## START

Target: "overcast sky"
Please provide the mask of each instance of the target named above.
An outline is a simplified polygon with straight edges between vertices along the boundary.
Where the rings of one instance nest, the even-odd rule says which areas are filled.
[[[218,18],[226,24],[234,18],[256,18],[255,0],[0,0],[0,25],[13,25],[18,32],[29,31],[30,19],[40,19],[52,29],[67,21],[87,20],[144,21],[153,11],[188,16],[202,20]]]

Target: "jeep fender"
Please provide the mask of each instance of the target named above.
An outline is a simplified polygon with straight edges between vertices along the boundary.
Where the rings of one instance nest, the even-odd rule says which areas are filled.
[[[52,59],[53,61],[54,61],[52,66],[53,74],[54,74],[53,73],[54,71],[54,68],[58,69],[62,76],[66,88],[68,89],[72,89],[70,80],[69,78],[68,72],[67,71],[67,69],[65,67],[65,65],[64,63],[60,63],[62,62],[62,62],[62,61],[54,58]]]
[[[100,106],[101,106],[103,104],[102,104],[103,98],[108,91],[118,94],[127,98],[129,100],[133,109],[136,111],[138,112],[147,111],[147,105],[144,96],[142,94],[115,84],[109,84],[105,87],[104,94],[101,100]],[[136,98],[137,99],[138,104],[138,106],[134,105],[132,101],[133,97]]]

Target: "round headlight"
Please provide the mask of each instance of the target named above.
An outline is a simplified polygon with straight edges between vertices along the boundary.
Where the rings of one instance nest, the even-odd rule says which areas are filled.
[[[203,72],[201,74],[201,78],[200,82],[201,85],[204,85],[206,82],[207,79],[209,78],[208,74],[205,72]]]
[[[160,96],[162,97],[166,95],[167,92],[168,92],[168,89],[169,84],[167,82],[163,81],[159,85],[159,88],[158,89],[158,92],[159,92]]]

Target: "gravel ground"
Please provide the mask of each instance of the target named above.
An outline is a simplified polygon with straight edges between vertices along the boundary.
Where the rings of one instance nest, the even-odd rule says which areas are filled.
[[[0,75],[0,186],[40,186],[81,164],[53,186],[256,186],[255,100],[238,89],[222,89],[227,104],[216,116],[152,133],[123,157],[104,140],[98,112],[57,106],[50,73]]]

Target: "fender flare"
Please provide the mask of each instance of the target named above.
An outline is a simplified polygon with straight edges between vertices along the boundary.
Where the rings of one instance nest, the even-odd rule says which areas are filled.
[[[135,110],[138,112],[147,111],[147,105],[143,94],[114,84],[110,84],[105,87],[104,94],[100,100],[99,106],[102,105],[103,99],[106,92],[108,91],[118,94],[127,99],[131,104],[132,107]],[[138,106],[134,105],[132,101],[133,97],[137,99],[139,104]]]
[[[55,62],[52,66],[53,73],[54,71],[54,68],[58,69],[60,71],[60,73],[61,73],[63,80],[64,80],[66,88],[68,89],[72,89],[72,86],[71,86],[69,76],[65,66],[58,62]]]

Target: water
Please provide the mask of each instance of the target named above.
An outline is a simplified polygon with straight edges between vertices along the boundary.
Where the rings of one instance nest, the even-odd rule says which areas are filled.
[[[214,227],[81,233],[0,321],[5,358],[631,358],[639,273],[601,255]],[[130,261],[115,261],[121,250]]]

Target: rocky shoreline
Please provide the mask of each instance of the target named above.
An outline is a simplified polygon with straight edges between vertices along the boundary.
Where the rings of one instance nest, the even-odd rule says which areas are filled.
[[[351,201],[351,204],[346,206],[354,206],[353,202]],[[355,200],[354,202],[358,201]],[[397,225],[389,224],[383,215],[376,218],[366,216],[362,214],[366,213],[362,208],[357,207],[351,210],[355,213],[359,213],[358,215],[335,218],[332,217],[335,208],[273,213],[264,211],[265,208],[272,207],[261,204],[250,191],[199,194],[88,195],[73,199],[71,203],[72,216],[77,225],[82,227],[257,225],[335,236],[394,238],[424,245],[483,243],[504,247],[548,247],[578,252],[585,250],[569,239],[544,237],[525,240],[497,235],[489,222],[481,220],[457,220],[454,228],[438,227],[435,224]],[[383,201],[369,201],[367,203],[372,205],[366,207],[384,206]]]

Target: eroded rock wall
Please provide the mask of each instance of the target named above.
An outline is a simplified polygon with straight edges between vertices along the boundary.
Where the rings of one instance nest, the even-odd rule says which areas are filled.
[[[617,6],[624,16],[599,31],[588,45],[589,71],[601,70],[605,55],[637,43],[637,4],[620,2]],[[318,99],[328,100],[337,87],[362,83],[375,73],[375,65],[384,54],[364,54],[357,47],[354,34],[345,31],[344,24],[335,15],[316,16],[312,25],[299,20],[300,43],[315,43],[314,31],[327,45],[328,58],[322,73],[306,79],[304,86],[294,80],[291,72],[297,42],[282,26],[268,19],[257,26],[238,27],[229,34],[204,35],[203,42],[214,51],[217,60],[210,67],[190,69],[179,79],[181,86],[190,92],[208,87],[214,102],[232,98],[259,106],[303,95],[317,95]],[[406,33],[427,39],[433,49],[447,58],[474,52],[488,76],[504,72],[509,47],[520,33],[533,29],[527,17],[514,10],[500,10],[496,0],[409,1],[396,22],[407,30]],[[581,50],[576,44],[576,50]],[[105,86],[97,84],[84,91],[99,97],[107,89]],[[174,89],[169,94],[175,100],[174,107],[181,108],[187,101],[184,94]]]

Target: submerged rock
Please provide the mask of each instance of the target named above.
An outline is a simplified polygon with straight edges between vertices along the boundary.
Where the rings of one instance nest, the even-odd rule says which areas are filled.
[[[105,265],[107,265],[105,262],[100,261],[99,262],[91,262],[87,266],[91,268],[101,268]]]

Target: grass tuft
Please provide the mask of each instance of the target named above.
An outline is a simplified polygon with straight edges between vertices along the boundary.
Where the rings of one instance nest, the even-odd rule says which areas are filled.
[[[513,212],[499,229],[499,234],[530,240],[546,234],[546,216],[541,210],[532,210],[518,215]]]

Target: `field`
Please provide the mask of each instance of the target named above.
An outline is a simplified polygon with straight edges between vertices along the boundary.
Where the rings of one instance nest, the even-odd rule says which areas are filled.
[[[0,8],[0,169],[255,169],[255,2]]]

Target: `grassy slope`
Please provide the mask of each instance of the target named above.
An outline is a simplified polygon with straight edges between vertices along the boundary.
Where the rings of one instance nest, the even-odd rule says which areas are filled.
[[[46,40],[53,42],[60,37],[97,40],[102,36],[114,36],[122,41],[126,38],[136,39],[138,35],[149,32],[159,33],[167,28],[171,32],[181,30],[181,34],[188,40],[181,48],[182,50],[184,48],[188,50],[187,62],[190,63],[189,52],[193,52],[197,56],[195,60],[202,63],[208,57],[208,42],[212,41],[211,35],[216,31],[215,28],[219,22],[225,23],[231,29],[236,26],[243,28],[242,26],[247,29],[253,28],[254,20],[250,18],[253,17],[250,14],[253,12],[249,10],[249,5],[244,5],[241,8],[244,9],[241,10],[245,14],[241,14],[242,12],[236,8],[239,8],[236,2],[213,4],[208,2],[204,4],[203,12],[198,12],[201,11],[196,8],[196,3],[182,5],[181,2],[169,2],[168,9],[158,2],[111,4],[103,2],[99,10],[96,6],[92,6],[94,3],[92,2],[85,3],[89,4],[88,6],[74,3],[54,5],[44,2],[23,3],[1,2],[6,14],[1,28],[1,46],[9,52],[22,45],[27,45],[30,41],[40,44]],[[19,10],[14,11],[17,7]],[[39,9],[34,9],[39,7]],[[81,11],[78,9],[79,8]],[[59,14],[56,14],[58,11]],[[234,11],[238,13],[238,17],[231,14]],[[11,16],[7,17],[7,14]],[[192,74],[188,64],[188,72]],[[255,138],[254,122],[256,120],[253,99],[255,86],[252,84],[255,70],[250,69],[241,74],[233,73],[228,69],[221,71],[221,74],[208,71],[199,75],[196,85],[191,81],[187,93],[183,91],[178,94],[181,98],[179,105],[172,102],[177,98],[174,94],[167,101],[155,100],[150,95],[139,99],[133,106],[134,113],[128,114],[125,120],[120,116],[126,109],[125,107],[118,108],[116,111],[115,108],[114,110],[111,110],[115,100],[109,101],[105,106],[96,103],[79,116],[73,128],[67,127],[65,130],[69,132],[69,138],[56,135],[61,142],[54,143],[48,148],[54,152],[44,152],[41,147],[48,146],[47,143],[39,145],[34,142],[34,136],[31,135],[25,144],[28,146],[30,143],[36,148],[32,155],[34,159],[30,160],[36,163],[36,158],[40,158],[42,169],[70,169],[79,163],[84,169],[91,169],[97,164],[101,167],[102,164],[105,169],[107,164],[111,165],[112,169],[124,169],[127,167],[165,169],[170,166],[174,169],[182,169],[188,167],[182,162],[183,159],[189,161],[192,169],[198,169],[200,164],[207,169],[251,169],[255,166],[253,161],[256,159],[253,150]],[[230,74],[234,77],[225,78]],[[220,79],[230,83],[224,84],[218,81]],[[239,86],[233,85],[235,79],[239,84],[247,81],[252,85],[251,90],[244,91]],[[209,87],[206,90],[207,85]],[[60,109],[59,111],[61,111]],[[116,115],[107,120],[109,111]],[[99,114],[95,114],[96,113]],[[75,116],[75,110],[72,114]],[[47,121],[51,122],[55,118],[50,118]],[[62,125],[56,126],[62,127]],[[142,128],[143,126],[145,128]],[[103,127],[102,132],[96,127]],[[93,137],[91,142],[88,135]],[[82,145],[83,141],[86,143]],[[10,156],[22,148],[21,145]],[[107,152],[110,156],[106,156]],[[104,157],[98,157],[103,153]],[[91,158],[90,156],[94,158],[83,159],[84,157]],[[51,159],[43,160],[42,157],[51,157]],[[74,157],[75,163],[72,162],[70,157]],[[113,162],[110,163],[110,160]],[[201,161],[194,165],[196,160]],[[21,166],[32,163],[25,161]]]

## END

Starting at the line with "Target: grass tuft" and stopping after the line with "[[[0,8],[0,169],[255,169],[255,2]]]", reproduce those lines of the data with "polygon" changed to "shape" wherever it occurs, leaving everything else as is.

Target: grass tuft
Please provide the mask of each instance of the target named above.
An outline is a simplified shape with straight edges between vertices along the boundary.
Where the rings of one instance nest, the even-odd rule says which areas are filled.
[[[513,212],[499,229],[499,234],[530,240],[546,234],[546,216],[541,210],[532,210],[518,215]]]

Target: `field`
Please provide the mask of each instance of the target named above.
An outline is a simplified shape with straight edges between vertices along the boundary.
Where the rings of one instance nest, the even-odd rule says which areas are filled.
[[[0,8],[0,169],[255,169],[255,2]]]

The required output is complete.